• _課題_
以下の項目をすべて、「wicker basket vase」を「woven basket vase」に置き換えて書き直す。それ以外は一切変えず、画像は含めない。

• _使用する項目_
*****
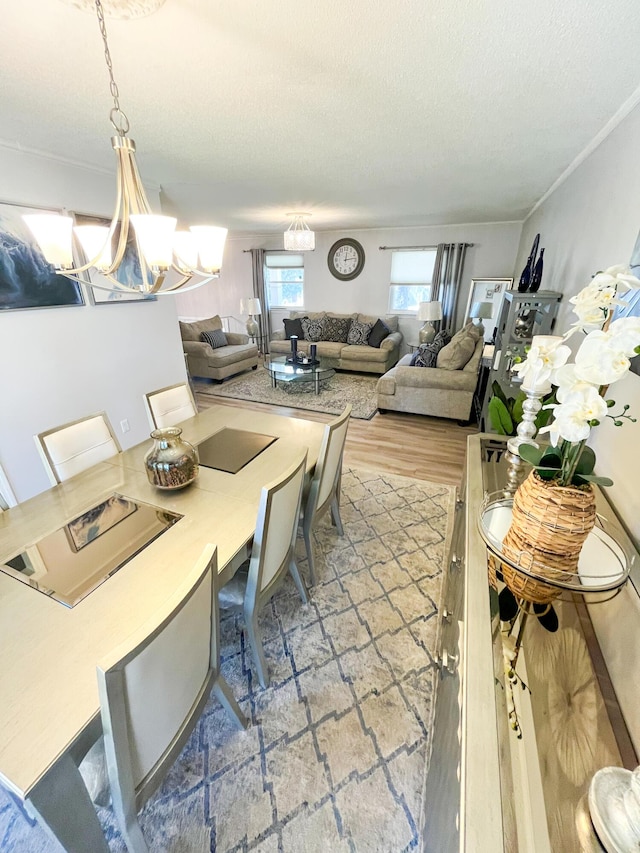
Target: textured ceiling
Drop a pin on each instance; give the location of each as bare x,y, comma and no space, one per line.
364,113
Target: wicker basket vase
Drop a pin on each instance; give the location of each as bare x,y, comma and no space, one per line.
548,528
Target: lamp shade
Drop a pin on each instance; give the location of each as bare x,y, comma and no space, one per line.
482,310
429,311
250,306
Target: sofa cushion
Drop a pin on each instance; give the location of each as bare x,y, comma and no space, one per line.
379,332
215,338
457,353
427,354
336,328
293,327
313,329
192,331
359,332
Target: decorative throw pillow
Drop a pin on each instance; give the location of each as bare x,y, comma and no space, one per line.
294,327
379,332
336,329
457,353
359,333
215,338
427,354
313,329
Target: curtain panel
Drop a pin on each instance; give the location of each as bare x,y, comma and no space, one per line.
257,266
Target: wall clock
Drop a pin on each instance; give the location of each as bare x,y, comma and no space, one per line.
346,259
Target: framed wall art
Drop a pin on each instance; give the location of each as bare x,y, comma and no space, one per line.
26,279
128,272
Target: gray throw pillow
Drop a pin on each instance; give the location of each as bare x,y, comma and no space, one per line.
359,333
336,329
313,329
216,338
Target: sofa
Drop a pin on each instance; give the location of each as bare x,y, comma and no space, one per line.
223,361
434,391
345,356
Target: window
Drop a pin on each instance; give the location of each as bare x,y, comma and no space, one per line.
284,280
411,278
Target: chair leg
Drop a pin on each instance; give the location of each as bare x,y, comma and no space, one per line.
228,701
335,516
297,578
256,647
306,532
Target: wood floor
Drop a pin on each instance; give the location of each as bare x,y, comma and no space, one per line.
412,445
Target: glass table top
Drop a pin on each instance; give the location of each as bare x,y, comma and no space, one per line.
74,560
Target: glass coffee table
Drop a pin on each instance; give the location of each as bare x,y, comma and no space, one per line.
298,375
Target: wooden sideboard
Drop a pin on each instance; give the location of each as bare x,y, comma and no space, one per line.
487,789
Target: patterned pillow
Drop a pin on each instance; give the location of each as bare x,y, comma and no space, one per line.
336,329
215,338
313,329
427,354
359,332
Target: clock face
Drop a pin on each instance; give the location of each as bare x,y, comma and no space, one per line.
346,259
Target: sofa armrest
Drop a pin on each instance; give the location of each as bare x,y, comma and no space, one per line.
435,377
392,341
236,338
198,349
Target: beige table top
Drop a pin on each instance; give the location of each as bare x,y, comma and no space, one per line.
48,684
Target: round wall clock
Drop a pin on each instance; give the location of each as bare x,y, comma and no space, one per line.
346,259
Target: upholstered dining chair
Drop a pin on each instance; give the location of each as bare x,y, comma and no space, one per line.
168,406
153,689
272,555
324,490
69,449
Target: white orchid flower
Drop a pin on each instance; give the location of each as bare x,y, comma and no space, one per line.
624,335
572,419
598,362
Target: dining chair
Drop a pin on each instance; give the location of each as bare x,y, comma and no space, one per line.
7,497
324,490
272,555
69,449
153,689
168,406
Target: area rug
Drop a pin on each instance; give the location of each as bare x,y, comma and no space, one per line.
336,755
335,393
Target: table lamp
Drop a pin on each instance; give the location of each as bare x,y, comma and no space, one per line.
251,306
429,311
481,311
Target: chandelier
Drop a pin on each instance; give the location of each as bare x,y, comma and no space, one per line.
169,259
298,237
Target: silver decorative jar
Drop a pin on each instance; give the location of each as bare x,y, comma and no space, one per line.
172,463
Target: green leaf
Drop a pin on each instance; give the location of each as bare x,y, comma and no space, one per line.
499,416
586,462
530,454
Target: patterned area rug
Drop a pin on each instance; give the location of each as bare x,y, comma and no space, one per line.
336,754
359,389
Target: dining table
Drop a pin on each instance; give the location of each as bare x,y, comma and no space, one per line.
49,708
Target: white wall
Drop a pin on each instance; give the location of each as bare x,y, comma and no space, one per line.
492,256
59,364
588,223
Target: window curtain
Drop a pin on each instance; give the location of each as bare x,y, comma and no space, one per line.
257,266
447,277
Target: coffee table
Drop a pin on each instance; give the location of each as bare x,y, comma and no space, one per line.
299,374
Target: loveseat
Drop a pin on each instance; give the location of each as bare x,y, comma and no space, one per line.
342,355
219,362
435,391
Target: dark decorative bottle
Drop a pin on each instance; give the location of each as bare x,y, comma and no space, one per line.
536,278
527,272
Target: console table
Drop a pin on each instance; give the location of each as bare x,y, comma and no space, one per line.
487,789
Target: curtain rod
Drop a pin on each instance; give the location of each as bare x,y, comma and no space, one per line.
413,248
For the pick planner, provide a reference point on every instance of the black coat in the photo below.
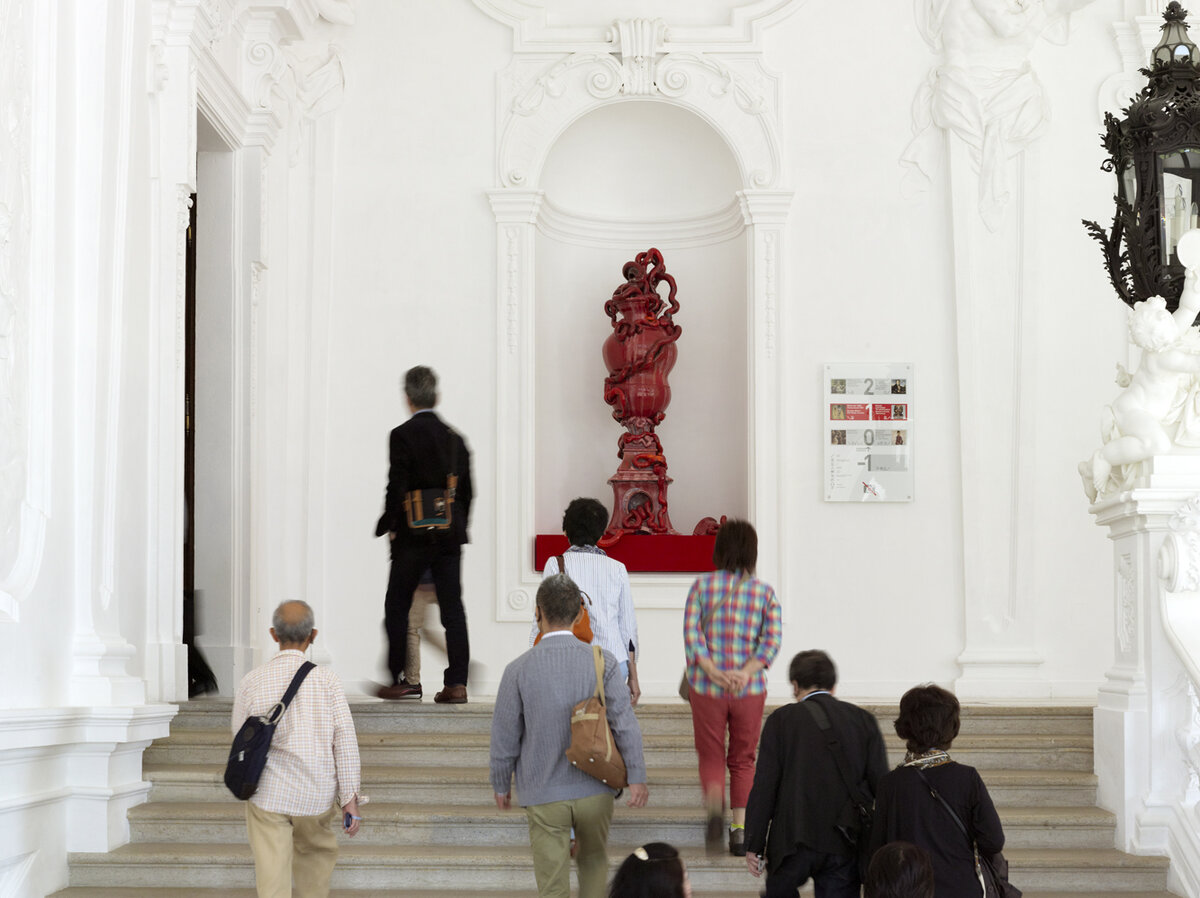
(419, 452)
(905, 809)
(797, 791)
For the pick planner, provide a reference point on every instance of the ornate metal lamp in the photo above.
(1155, 153)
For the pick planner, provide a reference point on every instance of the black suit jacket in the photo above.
(419, 453)
(797, 791)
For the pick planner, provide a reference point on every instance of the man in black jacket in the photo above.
(799, 796)
(423, 453)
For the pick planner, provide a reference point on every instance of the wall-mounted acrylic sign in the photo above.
(868, 432)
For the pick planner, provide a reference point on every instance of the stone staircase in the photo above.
(432, 830)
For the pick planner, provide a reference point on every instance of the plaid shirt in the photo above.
(745, 627)
(315, 754)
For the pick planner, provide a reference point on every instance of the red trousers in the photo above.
(711, 716)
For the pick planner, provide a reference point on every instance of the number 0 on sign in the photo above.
(868, 432)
*****
• _解答_
Target: textured ceiling
Drop a pin on each instance; give the location of each as bare x,y, comma and no space, one per line.
364,113
Target: woven basket vase
Drop a pin on each instance; give the location of each as bare x,y, comma and no space, one per line.
548,528
Target: lamp shade
Drop a pin on each instance; give the location of each as bare x,y, comma and no space, one per line.
482,310
429,311
250,306
Target: sofa cushion
Drop a pin on each instance; give the location of each as bare x,y, comma and no space, one per line.
379,332
215,338
457,353
427,354
336,328
293,327
313,329
192,331
359,332
Target: decorative throw pillow
Drop a pin on each instance; give the location of each as bare x,y, comma and no space, one per line.
294,327
379,332
336,329
457,353
359,333
215,338
427,354
313,329
Target: curtain panel
Drop a pin on each instance; give the location of each as bare x,y, comma and no space, one per line.
257,266
Target: wall clock
Drop a pin on each instance; give the location of each as bare x,y, comma and no space, one per line.
346,259
Target: framed wall art
Drop a pin on each instance; give the location of each as bare x,y, comma and no space, one per line.
26,279
128,272
Target: gray throw pillow
Drop a pin on each instance; give the location of each as bare x,y, comma and no space, one per line.
359,333
336,329
313,329
216,338
Target: sofa
Drop a pin on each instance; give the location of each as bare x,y, comma and no space, one per line.
223,361
434,391
345,356
Target: window
Drop a pin on each instance; give the location of each as bare x,y, comma and no space, one per line.
284,280
411,278
Target: chair leg
Drop a pin on each instance; give the location of each as bare x,y, comma and no space, one per line.
228,701
335,516
297,578
256,647
306,532
Target: wood floor
Drop a pin on each instance; give the location of each as bare x,y, comma and no space, one per line.
412,445
Target: glass table top
Drop a pin on each instance; give the location of each as bare x,y, comma and no space, one per line.
74,560
Target: glass coffee table
Drop a pin on each instance; give the location of each as bare x,y, comma and no space, one per line.
298,375
Target: wooden sideboard
Drop a pin on each instance; give the location of each as bare x,y, comma and no space, one per line.
487,789
Target: patterned pillow
Drop a pin on each instance; give the location of each as bare x,y, comma and no space, one per line.
336,329
215,338
313,329
427,354
359,332
Target: clock face
Drop a pin on each instance; give the location of each as bare x,y, comma and no space, one per line.
346,259
Target: sofa armrest
Drop a pin on each instance; give the location of each as bare x,y, comma and no space, one per line.
435,377
392,341
236,338
198,349
Target: beige table top
Drop a pin on each instance; give the location of each as bare x,y, comma and no space, one per line.
48,684
Target: round wall clock
Drop a pin on each instance; give the location of each as bare x,y, comma and no space, one per line.
346,259
Target: upholstered dining chair
Drop a pin on each instance; give the location of each as bare x,y, comma and no space, one per line.
168,406
153,689
272,555
324,490
69,449
Target: white orchid flower
Drop a pin on each instance; give the location of each as bare x,y, comma and no space, one per line.
624,335
572,419
598,362
Target: dining chair
Drop a pin on each instance; give the location of each as bare x,y, comma and no space, one per line.
7,497
324,490
272,555
69,449
153,689
168,406
Target: area rug
Drop a pin on each instance; give the location of each as bare x,y, comma and no space, one per line.
336,755
335,393
Target: table lamp
Drop a pin on each instance; give the location of each as bare x,y, comma and no space, one per line.
251,306
429,311
481,311
Target: chandelier
Drop a pin on each instance; give the location of each as bare x,y, comma and no space, one per line.
169,259
298,237
Target: silver decorative jar
Drop a pin on each instance; give the location of each as bare x,y, comma and no space, one per line.
172,463
Target: green leaf
Drop a pin on each instance; give the location of each as bare x,y, comma and no space, one per line.
499,416
586,462
530,454
Target: patterned area rug
Drop a pin on each instance; give the location of each as bare x,y, comma and no space, one per line.
336,754
359,389
Target: dining table
Drop a pin on each instance; give the location of each as bare x,y, comma and no space, one per line.
49,708
Target: white wall
Drop a pin on each instance; give the location of each as bare x,y, comma and no space, one per line.
492,256
59,364
588,223
Target: window curtain
Drop a pin on each instance; give the location of each as bare x,y, comma and no space, one per line.
257,266
447,277
Target: coffee table
Drop a pin on each instance; give the location of each as bare x,y, comma and no space, one per line.
299,374
Target: loveseat
Drop a pin on each instance; give the location of each as bare x,y, comma and no space, one per line.
342,355
219,362
435,391
Target: dark decorative bottle
Drop a pin on each instance; give the location of each as bare x,y, comma and no space, one per line.
536,278
527,272
Target: console table
Drop a pin on each instance; give the location of each as bare x,y, comma and no space, one per line.
487,789
Target: curtain rod
Drop a pin on each instance; give the location of each as bare x,y, comma and no space, one per line.
413,248
For the pick planner, provide a reference point on every instance of the black coat in the photo below.
(419, 452)
(905, 809)
(797, 791)
For the pick planner, provide a reference point on every instance of the ornate metal lamp in the photo above.
(1155, 153)
For the pick planner, provide a reference point on every instance of the black suit jacket in the photo above.
(419, 453)
(797, 791)
For the pick planner, provide a reference point on every instance of the man in black jacket in the photo above.
(799, 796)
(423, 453)
For the pick planner, provide a reference point on every instance of the wall-mounted acrylic sign in the photo above.
(868, 432)
For the pick planner, provide a reference point on every instance of the stone staircase in the photo above.
(432, 830)
For the pick planner, provide a reference point on every instance of the plaid shirt in the photo above.
(745, 627)
(315, 754)
For the pick planner, provide a reference point on every instance of the red trousers in the photo above.
(711, 716)
For the pick planner, provide a reference point on every instance of the number 0 on sign in the photo above.
(868, 432)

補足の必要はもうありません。